* GIVEN TEXT *
────────

Open un000 opened 10 months ago
Do you know what causes the timeouts? Do you have an unstable cluster/network? I have a bit of trouble reproducing this issue. We have found a case in which in some default configurations, adding a new node to the cluster could exhaust the max retries, but I presume that's not what you are observing here.
@khaf the cluster is stable. It connected with 10GB local network and there no issues except long partition scans.
Can you also include your Statement
code? And the ExpressionFilter
?
@khaf sure
statement := aerospike.NewStatement(r.namespace, r.set)
statement.Filter = aerospike.NewEqualFilter("intbin", 5555)
And the ExpressionFilter
? How many records are there in the set
? Do you have an estimate of how many records are going to be returned? And is it an in-memory or flash namespace?
set:
disable-eviction: "false"
ns: "namespace"
index_populating: "false"
objects: "36306534"
stop-writes-count: "0"
set: "setname"
enable-index: "false"
sindexes: "2"
memory_data_bytes: "33855994789"
device_data_bytes: "31576275424"
truncate_lut: "0"
tombstones: "0"
Indexes:
*************************** 1. row ***************************
ns: "namespace"
bin: "stringbin"
indextype: "NONE"
set: "setname"
state: "RW"
indexname: "stringbin_idx"
path: "stringbin"
type: "STRING"
*************************** 2. row ***************************
ns: "namespace"
bin: "stringbin"
indextype: "NONE"
set: "setname"
state: "RW"
indexname: "intbin_idx"
path: "stringbin"
type: "NUMERIC"
3 nodes setup with a multicast
service {
cluster-name cluster
user aerospike
group aerospike
paxos-single-replica-limit 1
proto-fd-max 15000
migrate-threads 6
}
namespace namespace {
memory-size 110G
replication-factor 2
default-ttl 0
nsup-period 120
storage-engine device {
cold-start-empty true
file /var/aerospike/a.p1.db
file /var/aerospike/a.p2.db
file /var/aerospike/a.p3.db
file /var/aerospike/a.p4.db
filesize 64G
data-in-memory true
write-block-size 128K
}
migrate-sleep 0
defrag-sleep 0
}
Estimated ~6 mlns of records of ~60 mlns in the set
ExpressionFilter isn't set
Thanks for the the detailed info. I'm on it, may take a couple of days though.
Hi. Looks like I have the similar problem. 3 nodes cluster (aerospike-server:5.7.0.24) in k8s. Local network. 1+ billion records in set. In-memory storage.

────────

* THE INPUT *

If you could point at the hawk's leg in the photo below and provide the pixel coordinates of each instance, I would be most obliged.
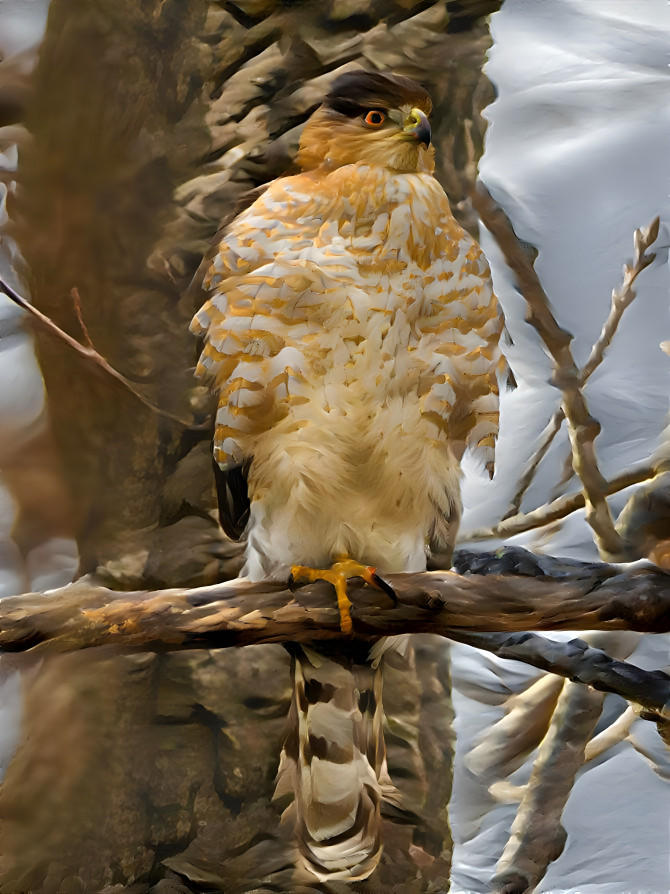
(342, 570)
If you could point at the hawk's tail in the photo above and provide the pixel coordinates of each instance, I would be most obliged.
(334, 762)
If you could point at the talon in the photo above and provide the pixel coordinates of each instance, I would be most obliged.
(384, 585)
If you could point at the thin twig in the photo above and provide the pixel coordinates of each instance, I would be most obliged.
(76, 301)
(614, 734)
(537, 836)
(558, 509)
(90, 354)
(622, 297)
(505, 745)
(582, 427)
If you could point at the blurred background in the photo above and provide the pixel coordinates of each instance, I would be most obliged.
(128, 131)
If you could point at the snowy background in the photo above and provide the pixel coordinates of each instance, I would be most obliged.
(577, 153)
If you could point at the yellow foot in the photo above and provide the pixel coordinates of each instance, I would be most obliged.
(338, 574)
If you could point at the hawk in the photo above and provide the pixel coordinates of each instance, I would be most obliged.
(352, 336)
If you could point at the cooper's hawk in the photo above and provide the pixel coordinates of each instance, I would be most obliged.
(352, 336)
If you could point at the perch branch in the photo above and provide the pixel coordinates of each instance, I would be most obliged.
(88, 352)
(622, 297)
(557, 509)
(241, 613)
(582, 427)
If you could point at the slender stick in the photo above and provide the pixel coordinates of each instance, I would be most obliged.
(621, 298)
(556, 510)
(88, 352)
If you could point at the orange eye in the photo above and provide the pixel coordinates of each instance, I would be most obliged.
(375, 118)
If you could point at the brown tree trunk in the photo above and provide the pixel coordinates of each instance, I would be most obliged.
(155, 772)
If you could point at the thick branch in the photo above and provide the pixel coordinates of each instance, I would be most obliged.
(460, 607)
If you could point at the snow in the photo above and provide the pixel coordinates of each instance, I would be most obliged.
(577, 155)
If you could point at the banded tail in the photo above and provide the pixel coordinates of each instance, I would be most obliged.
(334, 761)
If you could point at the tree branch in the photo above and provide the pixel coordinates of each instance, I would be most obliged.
(622, 297)
(557, 509)
(88, 352)
(582, 427)
(239, 613)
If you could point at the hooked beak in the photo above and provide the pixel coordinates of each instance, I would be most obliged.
(417, 126)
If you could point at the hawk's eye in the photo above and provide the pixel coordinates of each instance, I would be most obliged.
(375, 118)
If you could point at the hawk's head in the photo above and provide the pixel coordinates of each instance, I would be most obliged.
(370, 118)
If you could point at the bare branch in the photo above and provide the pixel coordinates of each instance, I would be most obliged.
(614, 734)
(582, 427)
(550, 431)
(240, 613)
(537, 836)
(621, 299)
(556, 510)
(89, 353)
(76, 300)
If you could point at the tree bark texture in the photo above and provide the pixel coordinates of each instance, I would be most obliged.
(148, 121)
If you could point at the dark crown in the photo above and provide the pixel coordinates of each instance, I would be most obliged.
(356, 92)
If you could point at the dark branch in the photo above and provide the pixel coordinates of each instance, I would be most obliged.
(491, 612)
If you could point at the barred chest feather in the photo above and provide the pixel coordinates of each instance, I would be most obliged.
(352, 335)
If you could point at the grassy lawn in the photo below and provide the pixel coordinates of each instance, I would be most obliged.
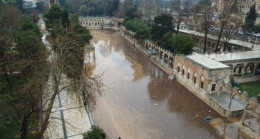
(253, 88)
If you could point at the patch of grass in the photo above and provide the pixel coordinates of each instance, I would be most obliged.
(253, 88)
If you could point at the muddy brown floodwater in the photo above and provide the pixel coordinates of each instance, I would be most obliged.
(140, 102)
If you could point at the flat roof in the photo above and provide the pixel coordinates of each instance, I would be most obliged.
(206, 61)
(246, 55)
(223, 99)
(232, 41)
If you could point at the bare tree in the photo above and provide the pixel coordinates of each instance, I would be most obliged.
(231, 30)
(67, 72)
(148, 9)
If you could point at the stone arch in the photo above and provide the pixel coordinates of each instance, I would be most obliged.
(257, 69)
(249, 69)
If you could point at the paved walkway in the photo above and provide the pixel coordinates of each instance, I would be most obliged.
(232, 41)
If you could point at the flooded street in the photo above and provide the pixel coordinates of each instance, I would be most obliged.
(140, 102)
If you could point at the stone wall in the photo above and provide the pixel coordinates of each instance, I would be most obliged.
(203, 74)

────────

* GIVEN INSTRUCTION 1 *
In the Aerospike timeout thread, what replication factor is configured for the namespace?
* GIVEN INSTRUCTION 2 *
Retype the stretch of the rows from the line containing "If you could point at the stone wall" through the end of the rows.

* WRITTEN SOLUTION 1 *
The replication factor is 2.

* WRITTEN SOLUTION 2 *
If you could point at the stone wall in the photo above and provide the pixel coordinates of each instance, I would be most obliged.
(203, 74)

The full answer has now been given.